• [EXERCISE DIRECTIONS]
Count every line in the data below where the word "mountain" appears, then state only that count.

Point localization data
..........
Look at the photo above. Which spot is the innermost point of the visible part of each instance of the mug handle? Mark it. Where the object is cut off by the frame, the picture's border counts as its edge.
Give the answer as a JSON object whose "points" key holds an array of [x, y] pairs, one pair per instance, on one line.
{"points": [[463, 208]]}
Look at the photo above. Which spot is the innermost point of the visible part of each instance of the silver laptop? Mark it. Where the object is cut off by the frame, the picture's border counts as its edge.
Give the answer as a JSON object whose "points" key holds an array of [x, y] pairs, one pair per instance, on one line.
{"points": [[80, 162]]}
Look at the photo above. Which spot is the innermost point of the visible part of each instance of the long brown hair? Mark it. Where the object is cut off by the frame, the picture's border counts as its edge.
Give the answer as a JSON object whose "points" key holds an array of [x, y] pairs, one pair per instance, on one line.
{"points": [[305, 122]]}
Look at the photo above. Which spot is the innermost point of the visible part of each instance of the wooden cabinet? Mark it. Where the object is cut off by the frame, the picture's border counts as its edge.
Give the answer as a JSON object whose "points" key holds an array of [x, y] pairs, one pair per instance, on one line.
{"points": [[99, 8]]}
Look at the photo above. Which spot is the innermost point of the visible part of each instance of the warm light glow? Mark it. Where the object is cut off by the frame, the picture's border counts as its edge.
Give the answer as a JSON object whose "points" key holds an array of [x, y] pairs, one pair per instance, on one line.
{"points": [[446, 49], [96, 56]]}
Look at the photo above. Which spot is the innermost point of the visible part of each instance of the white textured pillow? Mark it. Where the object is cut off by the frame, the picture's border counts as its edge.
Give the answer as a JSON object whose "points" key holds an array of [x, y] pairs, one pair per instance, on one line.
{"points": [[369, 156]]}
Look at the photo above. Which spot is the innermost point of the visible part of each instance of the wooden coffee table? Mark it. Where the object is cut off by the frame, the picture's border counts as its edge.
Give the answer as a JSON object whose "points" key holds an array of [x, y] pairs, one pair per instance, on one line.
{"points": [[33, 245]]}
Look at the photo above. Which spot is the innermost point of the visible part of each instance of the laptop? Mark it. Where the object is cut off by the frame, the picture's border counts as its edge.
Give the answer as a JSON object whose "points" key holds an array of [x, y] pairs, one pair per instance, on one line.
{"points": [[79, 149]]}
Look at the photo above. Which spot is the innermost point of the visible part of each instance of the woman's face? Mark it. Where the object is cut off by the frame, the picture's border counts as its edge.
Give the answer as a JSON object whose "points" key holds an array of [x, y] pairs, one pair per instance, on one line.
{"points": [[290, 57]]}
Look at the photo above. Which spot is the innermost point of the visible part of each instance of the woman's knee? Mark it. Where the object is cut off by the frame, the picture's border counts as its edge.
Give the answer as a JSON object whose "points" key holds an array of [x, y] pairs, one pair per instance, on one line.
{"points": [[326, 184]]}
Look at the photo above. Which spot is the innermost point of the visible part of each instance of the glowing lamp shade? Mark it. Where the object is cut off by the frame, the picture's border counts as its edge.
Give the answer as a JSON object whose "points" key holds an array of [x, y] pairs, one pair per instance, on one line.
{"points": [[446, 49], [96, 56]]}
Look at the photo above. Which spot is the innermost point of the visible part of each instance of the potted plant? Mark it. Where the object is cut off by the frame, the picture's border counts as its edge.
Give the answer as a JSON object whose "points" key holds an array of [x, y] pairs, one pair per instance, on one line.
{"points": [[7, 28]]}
..........
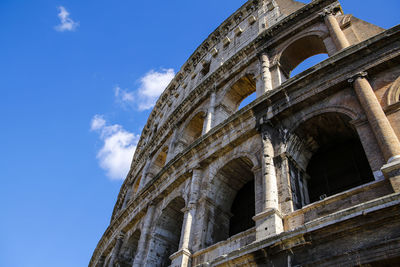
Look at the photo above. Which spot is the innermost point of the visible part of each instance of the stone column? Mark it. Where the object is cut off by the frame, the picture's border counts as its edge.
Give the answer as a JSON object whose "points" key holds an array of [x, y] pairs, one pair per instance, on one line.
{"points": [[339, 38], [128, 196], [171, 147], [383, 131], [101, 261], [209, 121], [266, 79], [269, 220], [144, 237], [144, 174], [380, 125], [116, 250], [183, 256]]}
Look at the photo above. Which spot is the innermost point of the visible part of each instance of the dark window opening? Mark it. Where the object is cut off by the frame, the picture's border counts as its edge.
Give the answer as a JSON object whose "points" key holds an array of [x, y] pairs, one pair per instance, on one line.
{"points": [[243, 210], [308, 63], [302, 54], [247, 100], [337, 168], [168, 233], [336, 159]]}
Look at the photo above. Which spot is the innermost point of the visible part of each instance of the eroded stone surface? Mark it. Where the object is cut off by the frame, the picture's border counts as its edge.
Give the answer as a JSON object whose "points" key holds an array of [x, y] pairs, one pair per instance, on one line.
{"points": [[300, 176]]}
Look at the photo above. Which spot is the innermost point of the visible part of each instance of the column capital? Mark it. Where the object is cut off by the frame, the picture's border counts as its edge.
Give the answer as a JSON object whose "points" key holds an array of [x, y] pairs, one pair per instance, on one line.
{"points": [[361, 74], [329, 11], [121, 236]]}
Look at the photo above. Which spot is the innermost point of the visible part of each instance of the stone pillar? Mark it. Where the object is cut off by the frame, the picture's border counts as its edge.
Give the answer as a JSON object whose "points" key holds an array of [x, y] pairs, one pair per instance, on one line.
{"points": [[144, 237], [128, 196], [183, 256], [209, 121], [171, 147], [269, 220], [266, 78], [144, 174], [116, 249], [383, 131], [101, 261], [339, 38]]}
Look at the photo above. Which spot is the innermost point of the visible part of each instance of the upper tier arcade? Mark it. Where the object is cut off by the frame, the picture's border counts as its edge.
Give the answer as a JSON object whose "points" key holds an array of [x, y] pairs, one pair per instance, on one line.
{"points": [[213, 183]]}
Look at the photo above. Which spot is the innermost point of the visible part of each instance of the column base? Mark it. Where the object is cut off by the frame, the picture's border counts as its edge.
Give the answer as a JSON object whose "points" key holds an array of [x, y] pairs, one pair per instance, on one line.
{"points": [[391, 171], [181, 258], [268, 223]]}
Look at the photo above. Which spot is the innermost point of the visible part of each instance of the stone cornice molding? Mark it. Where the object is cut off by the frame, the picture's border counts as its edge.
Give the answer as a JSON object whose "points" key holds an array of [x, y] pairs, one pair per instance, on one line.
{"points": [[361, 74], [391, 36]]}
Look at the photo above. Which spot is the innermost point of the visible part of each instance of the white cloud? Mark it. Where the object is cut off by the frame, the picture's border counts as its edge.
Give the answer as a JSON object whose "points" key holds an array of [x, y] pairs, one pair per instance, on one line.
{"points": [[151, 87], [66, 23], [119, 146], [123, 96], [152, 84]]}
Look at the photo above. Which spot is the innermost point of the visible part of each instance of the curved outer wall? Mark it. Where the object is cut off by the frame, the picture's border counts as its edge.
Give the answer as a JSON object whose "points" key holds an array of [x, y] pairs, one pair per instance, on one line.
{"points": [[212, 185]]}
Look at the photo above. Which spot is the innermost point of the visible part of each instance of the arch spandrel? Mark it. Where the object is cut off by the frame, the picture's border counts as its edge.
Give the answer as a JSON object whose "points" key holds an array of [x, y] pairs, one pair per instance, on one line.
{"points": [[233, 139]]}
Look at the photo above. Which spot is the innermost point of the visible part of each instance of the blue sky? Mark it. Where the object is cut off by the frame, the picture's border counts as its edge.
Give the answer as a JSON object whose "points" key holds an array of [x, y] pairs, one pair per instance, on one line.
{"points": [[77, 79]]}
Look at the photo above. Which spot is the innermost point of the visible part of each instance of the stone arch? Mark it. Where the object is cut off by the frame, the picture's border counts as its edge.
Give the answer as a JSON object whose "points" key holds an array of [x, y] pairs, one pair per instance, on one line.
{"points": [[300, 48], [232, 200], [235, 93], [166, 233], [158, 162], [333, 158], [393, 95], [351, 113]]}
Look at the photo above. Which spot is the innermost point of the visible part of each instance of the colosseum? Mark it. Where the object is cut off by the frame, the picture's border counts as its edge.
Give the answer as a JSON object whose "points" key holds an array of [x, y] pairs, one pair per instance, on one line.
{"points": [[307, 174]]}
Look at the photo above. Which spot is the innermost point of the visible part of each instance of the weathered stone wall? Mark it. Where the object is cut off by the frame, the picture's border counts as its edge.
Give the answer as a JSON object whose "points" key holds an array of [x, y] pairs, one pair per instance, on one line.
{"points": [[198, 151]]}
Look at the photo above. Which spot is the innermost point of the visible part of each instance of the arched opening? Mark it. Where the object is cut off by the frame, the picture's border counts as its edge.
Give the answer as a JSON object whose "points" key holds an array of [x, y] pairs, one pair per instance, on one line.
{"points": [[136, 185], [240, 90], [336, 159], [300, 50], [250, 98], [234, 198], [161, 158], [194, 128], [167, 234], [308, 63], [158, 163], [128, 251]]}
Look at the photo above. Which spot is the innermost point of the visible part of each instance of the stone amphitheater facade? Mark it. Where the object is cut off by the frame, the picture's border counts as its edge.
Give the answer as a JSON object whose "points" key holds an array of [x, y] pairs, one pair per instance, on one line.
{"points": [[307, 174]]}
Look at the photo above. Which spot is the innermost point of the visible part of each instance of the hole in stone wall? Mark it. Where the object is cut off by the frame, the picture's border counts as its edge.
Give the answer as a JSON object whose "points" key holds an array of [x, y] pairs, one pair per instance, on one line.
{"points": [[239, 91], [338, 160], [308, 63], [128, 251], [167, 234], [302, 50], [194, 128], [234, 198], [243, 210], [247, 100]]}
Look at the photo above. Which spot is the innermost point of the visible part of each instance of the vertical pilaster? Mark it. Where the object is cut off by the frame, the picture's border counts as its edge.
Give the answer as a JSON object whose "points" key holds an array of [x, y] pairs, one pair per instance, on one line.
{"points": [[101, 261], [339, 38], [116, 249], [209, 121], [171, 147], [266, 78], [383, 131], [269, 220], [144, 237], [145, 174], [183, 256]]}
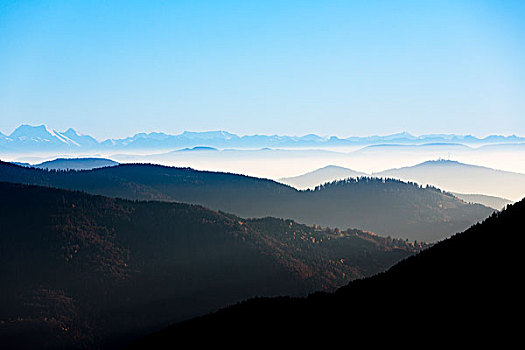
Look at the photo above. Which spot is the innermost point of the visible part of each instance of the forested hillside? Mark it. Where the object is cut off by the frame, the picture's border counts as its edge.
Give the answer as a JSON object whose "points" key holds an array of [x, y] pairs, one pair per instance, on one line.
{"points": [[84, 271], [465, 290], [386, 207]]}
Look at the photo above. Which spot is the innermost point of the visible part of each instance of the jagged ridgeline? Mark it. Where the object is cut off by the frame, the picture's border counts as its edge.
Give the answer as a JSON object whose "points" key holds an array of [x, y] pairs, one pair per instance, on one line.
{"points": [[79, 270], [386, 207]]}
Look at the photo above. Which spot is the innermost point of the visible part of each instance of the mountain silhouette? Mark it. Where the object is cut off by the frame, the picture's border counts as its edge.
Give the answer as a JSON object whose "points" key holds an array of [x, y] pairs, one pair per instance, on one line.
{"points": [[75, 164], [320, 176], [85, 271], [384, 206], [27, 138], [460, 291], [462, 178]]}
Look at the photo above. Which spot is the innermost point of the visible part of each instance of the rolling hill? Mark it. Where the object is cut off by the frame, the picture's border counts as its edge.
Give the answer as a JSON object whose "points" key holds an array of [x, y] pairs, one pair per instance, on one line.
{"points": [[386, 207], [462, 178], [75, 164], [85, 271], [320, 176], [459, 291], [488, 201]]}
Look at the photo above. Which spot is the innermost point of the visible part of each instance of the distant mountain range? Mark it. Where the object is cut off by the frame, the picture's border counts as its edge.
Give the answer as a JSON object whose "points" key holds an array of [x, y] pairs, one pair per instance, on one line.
..........
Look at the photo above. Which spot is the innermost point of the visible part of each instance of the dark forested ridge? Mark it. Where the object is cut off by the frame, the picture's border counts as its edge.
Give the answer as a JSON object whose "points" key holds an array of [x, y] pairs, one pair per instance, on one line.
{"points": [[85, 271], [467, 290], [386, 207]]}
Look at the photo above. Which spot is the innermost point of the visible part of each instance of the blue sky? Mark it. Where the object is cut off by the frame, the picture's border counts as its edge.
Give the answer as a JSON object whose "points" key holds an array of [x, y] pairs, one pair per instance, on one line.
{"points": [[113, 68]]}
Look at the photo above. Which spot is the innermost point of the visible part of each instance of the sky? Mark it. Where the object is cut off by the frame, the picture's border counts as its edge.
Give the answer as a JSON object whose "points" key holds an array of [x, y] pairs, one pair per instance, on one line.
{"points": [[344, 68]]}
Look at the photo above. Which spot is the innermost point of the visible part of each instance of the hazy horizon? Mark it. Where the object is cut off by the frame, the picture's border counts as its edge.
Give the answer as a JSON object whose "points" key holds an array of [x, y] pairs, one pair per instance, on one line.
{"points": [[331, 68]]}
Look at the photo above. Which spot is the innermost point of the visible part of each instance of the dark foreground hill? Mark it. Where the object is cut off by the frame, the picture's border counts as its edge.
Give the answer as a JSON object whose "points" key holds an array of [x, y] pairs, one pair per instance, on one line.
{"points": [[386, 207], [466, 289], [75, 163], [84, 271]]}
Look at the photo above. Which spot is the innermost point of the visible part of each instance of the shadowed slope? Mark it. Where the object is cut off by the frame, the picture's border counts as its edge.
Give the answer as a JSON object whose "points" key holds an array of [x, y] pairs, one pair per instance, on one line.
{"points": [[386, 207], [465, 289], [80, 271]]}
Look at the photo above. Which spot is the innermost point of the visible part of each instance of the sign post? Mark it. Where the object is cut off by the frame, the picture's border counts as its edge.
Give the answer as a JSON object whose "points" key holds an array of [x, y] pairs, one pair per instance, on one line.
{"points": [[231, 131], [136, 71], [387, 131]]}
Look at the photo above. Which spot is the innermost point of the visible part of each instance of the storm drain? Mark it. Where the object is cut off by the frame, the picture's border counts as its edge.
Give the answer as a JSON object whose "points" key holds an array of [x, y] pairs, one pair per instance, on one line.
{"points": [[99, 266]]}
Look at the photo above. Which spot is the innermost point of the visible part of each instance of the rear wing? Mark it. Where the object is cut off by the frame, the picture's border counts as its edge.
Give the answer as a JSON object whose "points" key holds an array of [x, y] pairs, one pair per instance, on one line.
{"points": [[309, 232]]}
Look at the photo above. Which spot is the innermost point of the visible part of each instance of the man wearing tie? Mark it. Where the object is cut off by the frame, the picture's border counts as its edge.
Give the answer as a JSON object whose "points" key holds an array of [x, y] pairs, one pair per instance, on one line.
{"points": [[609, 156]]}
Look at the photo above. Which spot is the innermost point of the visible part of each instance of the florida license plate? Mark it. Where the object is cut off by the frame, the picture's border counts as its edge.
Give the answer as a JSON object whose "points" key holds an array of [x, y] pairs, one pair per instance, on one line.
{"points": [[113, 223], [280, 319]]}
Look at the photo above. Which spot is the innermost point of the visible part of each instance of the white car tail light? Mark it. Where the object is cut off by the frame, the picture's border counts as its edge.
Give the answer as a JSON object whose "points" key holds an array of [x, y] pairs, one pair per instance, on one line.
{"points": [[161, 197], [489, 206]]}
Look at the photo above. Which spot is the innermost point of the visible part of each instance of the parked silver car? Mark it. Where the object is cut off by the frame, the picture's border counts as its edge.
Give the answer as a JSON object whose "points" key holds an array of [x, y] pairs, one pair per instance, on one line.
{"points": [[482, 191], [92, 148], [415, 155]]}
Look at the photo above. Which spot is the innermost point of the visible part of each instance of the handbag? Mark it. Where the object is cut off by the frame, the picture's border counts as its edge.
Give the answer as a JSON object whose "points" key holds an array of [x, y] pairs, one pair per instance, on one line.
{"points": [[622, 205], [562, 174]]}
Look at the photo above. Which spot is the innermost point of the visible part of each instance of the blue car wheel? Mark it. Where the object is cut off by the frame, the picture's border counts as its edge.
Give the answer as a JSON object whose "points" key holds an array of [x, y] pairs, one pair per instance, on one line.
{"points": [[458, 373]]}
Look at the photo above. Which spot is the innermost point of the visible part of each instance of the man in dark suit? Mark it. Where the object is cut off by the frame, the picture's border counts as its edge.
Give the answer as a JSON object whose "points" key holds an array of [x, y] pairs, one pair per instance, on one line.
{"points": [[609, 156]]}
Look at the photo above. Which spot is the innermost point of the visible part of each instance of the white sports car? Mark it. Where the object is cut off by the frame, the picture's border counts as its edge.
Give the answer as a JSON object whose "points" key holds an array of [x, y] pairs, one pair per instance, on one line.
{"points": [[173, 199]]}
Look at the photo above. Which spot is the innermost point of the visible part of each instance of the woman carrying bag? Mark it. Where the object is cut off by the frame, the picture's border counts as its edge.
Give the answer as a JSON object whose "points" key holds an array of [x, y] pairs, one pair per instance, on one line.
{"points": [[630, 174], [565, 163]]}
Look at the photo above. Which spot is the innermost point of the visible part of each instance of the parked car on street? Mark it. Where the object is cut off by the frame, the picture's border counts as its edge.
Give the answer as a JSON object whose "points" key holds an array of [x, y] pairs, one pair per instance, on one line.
..........
• [RESPONSE TO THE TASK]
2